__Instructions to follow__
Tally the lines in the rows below that contain the word "plastic". Reply with the number alone.

* * * * * * *

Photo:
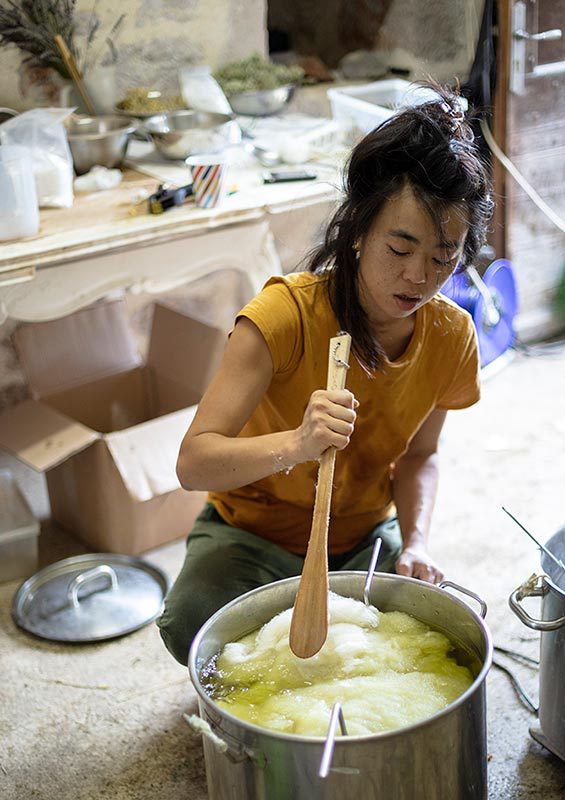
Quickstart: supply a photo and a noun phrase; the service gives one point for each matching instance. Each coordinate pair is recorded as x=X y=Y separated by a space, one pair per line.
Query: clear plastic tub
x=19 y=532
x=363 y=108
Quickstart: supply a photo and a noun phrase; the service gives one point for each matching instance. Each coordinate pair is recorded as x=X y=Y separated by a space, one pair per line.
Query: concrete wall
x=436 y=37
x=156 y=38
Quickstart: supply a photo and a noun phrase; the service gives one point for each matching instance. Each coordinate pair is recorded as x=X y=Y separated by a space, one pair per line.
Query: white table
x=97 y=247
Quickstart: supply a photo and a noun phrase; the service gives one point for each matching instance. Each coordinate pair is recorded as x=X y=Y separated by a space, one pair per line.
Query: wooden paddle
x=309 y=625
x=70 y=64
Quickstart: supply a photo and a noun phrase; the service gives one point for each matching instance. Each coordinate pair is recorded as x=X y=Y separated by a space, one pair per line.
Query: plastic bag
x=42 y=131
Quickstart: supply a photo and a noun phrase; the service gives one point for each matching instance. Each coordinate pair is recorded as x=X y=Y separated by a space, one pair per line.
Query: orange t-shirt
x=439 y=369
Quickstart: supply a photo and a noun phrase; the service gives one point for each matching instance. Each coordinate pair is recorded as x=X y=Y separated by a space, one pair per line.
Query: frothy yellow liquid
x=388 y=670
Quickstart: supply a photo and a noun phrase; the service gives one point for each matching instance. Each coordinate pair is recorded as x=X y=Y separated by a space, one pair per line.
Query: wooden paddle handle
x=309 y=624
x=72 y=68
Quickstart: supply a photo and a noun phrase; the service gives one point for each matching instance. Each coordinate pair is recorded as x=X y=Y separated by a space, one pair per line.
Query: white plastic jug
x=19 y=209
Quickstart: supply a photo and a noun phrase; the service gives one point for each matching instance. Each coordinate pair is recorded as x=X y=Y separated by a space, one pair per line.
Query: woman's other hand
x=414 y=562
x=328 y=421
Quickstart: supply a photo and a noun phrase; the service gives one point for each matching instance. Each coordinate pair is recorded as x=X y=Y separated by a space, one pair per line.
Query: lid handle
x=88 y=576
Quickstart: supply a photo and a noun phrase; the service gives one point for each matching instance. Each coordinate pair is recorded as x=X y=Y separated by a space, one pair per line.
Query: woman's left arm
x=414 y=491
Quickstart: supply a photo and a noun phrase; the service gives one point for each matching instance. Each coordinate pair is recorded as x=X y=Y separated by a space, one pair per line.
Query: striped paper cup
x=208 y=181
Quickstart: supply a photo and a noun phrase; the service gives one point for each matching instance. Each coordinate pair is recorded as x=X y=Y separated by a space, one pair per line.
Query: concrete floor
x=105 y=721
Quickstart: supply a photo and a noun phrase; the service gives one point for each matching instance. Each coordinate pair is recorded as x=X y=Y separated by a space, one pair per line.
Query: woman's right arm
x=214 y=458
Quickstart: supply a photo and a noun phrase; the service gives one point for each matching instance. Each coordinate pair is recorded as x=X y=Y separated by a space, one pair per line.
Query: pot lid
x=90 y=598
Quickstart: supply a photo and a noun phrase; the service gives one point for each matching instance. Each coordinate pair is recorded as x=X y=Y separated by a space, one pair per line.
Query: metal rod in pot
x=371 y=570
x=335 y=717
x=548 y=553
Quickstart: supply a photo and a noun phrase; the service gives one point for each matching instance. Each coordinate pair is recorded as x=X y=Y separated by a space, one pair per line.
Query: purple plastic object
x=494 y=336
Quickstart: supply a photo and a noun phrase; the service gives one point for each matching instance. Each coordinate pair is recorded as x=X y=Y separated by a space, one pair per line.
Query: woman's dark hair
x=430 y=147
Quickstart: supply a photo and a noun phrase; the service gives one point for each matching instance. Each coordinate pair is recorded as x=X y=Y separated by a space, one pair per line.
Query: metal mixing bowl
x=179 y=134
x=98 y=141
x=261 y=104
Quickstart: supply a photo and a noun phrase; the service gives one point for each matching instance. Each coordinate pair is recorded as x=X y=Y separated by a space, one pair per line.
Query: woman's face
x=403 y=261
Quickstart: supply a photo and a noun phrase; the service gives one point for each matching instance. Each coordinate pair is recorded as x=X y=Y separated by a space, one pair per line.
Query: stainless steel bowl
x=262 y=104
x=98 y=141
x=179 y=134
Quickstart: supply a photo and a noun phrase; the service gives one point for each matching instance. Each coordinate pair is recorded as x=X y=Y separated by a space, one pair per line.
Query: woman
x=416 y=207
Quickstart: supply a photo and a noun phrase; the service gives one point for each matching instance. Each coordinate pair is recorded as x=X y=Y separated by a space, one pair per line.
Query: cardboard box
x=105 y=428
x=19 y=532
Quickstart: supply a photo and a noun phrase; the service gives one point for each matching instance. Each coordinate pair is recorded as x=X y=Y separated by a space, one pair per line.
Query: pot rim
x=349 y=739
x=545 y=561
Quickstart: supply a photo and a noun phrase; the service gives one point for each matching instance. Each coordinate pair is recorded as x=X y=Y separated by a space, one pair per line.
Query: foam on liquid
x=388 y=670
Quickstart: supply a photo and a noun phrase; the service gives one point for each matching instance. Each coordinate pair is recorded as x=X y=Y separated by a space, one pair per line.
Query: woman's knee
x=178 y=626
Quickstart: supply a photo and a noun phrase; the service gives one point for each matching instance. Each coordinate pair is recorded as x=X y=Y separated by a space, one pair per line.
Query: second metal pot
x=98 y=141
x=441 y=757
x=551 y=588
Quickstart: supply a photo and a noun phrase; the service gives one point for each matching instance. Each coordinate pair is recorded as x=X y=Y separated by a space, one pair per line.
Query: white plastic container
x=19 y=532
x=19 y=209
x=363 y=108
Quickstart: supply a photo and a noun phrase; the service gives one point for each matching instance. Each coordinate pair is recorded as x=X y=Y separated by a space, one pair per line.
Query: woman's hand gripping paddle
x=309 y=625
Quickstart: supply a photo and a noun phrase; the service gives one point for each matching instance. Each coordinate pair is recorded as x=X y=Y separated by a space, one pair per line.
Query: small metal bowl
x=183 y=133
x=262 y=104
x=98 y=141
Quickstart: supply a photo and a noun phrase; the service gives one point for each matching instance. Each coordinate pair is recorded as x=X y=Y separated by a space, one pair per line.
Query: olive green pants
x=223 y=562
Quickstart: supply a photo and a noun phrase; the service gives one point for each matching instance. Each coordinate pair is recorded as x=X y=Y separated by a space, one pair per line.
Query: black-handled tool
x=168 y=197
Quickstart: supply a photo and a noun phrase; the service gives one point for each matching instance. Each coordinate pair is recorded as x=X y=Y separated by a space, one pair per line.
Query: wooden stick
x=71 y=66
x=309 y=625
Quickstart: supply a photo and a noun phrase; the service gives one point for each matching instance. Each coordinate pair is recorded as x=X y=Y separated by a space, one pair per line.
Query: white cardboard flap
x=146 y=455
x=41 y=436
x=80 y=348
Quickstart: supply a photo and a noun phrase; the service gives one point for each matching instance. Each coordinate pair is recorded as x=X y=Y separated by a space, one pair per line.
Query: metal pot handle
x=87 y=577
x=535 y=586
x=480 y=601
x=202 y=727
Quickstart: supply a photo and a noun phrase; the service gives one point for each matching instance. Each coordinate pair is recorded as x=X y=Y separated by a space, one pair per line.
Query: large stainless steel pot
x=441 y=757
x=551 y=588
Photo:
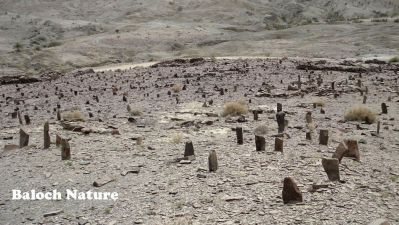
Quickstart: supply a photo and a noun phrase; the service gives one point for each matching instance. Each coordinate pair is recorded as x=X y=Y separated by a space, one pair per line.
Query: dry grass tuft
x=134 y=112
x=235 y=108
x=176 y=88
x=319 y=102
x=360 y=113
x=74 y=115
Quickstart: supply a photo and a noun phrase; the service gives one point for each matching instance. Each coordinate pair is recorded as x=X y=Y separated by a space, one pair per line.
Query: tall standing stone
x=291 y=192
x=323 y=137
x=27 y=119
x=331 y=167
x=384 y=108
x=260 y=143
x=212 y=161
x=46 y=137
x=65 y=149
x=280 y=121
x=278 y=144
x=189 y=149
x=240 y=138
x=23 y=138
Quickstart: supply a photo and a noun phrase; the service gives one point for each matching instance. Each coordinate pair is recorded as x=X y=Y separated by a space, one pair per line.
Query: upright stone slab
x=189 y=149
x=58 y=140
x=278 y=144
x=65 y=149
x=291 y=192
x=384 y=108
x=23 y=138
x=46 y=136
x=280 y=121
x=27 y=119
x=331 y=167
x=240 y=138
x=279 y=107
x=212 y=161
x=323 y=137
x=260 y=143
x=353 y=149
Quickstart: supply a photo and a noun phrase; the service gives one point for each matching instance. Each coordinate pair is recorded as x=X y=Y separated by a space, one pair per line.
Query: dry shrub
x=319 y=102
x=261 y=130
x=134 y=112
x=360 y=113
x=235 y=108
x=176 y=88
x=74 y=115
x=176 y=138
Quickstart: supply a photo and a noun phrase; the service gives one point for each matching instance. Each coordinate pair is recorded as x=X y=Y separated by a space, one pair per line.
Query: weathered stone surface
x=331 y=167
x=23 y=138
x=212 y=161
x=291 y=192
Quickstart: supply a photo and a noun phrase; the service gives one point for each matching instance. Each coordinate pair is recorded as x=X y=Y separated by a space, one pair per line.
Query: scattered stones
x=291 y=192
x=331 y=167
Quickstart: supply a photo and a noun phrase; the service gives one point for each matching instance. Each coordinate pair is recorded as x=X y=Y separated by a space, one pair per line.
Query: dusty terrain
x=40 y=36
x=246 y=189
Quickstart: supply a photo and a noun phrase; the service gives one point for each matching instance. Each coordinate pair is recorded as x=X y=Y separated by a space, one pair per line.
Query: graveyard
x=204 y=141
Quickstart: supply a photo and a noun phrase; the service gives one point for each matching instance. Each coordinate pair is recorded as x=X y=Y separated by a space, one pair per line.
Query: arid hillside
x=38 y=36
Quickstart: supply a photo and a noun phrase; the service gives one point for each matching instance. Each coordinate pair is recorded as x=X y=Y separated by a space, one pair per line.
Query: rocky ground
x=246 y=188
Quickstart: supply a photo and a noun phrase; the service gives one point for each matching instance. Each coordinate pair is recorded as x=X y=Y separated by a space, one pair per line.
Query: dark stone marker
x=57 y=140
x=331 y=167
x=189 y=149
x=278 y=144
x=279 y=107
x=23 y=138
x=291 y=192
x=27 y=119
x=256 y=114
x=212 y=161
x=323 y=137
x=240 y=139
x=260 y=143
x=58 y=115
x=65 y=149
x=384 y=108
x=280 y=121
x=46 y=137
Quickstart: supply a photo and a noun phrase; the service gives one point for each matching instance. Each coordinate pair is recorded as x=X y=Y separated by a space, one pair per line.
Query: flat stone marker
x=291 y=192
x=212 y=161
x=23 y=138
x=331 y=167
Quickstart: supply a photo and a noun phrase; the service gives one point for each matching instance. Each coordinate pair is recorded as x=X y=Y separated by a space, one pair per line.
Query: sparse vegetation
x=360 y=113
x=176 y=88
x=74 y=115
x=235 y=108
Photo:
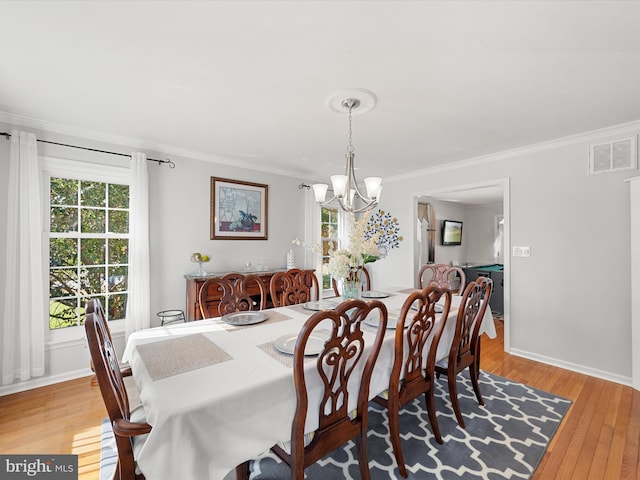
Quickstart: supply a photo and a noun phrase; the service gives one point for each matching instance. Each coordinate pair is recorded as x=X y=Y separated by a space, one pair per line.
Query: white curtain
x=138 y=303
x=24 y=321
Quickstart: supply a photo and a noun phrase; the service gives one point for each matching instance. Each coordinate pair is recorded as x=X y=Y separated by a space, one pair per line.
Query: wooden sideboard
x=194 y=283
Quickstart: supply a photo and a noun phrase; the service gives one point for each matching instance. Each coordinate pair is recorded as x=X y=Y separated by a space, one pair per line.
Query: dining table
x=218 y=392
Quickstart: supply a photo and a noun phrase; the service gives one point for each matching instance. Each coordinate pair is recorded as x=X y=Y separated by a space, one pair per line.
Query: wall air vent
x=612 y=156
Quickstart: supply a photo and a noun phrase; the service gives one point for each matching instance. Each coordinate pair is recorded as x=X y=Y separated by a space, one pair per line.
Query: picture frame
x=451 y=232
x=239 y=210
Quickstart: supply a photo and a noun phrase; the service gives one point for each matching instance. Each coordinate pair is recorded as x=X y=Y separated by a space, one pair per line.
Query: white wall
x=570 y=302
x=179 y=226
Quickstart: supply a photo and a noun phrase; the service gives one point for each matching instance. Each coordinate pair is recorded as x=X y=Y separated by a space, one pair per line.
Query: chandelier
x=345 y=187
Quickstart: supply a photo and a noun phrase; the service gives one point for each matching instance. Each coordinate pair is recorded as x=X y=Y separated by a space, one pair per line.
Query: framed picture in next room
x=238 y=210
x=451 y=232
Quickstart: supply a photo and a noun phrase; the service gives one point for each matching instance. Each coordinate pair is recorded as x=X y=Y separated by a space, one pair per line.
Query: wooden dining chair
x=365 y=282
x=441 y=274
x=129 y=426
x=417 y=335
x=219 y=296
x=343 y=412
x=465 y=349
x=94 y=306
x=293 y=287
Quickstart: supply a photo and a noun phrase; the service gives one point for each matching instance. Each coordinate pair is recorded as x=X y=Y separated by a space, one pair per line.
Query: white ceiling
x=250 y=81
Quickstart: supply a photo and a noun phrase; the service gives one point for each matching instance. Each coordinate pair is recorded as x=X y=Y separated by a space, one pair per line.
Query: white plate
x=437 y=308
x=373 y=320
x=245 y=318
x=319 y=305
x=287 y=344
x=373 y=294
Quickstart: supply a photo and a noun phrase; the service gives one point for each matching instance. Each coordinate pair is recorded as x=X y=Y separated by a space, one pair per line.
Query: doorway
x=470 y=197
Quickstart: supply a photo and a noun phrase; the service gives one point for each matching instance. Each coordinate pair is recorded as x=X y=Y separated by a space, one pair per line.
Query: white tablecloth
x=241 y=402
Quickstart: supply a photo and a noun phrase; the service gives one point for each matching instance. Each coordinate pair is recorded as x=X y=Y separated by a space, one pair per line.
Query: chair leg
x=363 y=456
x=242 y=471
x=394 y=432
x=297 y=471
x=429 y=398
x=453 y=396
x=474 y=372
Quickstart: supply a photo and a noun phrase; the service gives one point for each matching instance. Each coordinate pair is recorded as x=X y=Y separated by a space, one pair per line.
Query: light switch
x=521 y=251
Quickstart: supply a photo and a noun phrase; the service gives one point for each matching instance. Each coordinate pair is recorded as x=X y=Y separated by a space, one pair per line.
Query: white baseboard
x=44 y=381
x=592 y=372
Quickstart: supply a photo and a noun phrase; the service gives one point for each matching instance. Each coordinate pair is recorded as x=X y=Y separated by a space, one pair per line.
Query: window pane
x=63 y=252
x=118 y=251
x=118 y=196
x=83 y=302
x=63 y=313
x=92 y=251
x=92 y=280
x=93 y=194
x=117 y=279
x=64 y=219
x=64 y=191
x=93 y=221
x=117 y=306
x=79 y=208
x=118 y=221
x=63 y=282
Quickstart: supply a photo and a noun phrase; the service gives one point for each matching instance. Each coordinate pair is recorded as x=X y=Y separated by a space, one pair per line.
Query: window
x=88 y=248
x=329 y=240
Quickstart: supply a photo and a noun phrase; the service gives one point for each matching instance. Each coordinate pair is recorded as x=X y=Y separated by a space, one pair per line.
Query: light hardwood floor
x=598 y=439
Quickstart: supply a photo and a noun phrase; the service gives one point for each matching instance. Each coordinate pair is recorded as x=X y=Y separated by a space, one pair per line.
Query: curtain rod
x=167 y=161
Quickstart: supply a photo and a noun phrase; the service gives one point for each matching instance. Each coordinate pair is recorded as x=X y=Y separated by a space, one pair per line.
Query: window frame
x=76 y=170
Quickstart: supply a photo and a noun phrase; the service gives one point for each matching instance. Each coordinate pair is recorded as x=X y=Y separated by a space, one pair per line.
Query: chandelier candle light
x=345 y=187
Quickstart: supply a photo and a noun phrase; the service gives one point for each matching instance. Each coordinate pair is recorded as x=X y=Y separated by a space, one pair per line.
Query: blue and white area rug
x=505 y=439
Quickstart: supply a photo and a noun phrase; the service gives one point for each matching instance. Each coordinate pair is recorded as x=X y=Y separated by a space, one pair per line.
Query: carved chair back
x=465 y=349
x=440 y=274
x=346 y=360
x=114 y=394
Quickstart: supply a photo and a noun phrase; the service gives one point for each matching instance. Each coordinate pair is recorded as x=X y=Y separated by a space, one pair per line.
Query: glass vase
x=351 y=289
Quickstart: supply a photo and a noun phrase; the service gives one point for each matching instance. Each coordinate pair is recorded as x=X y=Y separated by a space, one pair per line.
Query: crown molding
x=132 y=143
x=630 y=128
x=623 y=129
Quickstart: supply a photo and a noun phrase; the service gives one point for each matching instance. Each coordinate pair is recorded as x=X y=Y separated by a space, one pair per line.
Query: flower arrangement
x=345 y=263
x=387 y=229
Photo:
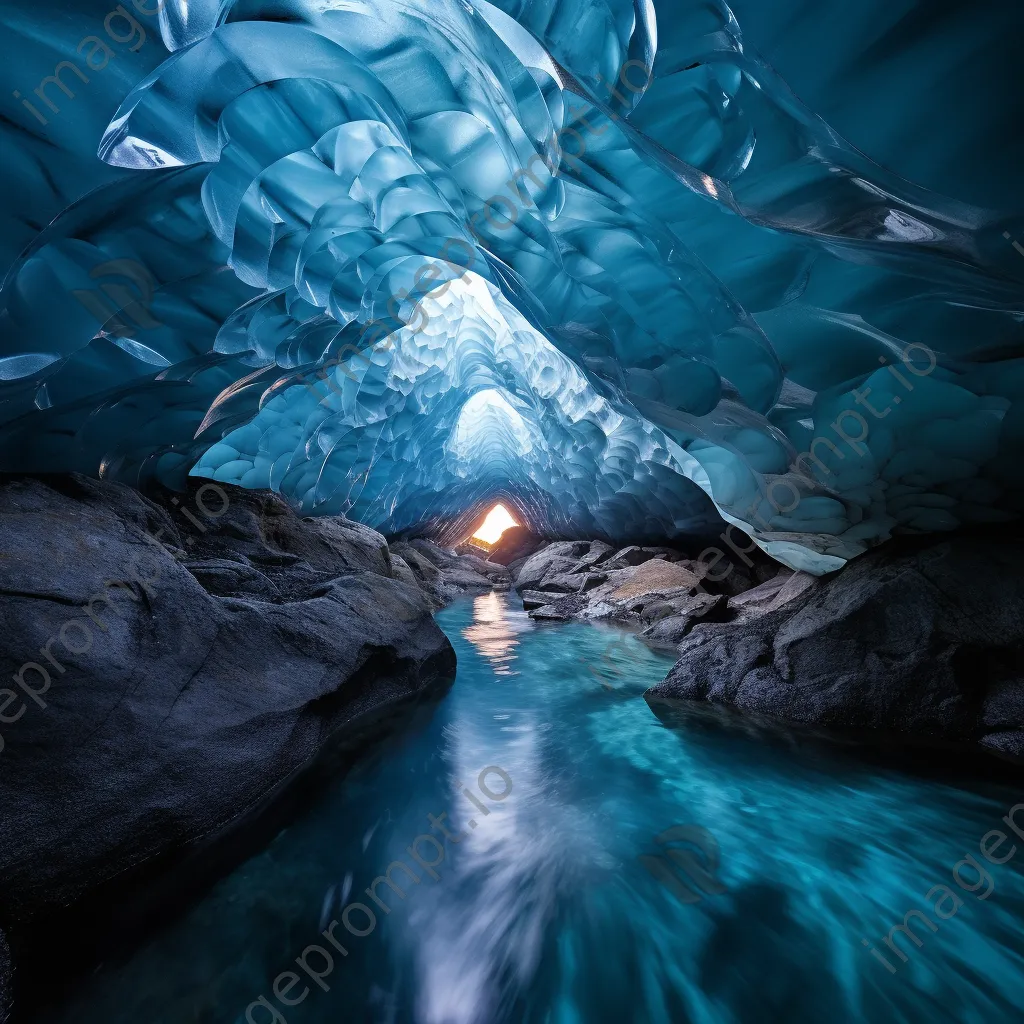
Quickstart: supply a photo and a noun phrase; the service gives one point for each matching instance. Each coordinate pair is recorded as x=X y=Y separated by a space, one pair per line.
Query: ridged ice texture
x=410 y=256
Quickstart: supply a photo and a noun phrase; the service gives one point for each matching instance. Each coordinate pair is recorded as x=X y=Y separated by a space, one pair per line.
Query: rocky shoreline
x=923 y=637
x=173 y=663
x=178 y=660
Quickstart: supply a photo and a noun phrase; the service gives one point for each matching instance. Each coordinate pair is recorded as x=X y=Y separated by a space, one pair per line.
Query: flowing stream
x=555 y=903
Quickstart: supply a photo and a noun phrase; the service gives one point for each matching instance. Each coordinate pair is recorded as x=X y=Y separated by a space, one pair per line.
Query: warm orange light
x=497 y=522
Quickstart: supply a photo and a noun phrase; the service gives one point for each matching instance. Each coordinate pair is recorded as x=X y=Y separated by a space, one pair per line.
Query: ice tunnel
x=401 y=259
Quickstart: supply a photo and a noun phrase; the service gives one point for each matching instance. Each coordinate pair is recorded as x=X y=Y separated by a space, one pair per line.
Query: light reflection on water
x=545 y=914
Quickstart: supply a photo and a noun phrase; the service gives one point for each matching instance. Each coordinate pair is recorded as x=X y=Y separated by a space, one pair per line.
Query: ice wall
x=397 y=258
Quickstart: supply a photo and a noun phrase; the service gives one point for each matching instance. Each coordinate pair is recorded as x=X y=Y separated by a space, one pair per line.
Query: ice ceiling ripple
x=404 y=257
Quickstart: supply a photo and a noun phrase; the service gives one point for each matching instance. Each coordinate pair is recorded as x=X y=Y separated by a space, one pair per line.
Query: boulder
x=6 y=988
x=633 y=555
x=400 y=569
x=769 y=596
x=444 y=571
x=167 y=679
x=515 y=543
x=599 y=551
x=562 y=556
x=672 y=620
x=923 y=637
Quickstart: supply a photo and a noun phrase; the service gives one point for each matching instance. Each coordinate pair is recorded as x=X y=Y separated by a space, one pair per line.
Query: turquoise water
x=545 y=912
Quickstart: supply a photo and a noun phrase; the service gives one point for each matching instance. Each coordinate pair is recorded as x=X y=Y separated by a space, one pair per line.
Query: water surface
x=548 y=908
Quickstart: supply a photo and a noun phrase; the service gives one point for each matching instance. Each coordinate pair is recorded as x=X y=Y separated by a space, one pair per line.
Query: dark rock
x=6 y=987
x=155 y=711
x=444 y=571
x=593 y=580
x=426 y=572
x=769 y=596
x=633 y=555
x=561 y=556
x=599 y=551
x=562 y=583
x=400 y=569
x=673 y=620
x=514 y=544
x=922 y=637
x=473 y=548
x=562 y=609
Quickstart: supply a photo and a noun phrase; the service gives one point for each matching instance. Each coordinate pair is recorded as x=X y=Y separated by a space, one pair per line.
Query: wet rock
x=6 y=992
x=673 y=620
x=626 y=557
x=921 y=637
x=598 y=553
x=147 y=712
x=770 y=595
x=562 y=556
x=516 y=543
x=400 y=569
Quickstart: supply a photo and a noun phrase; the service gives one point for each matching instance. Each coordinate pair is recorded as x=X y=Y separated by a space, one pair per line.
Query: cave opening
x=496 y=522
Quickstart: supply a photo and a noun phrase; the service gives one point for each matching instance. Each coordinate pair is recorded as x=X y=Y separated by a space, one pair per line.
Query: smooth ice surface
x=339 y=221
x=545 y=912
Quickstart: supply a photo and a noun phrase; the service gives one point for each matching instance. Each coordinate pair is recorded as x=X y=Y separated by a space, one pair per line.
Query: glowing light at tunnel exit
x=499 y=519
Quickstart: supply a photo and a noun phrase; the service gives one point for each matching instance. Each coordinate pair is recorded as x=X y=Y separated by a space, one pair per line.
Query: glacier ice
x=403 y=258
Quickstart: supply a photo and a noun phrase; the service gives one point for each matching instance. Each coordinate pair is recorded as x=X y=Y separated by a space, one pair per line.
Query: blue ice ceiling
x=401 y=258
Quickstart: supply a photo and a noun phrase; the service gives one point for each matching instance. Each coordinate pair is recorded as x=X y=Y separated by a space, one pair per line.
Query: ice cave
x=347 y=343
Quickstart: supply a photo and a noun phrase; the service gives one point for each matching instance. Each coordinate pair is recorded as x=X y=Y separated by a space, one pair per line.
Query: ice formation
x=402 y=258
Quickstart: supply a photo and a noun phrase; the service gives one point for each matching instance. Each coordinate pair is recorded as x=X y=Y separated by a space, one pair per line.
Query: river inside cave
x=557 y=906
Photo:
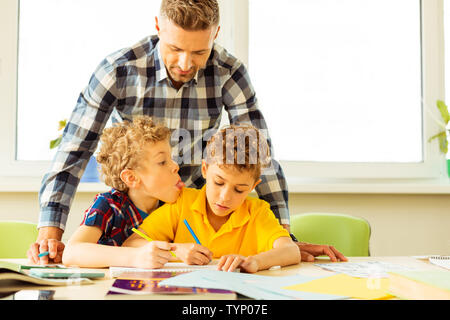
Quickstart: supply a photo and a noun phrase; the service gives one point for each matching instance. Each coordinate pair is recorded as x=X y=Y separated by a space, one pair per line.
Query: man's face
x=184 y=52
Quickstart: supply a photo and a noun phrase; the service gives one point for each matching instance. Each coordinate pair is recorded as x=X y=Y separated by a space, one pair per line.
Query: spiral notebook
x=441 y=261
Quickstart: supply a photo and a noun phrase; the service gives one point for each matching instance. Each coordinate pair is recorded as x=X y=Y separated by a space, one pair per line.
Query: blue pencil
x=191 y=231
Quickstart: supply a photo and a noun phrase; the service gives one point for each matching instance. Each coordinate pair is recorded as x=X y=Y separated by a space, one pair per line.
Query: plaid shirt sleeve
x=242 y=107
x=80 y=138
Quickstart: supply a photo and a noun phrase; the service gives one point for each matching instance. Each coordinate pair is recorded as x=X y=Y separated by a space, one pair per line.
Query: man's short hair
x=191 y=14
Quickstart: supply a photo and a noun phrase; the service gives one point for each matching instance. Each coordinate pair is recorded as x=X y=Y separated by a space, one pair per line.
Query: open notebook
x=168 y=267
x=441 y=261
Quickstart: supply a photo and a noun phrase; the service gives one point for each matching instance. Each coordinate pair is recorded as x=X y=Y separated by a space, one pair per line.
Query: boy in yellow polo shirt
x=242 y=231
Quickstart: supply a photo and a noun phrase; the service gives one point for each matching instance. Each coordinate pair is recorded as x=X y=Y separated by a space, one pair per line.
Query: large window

* * * * * * *

__Solved problem__
5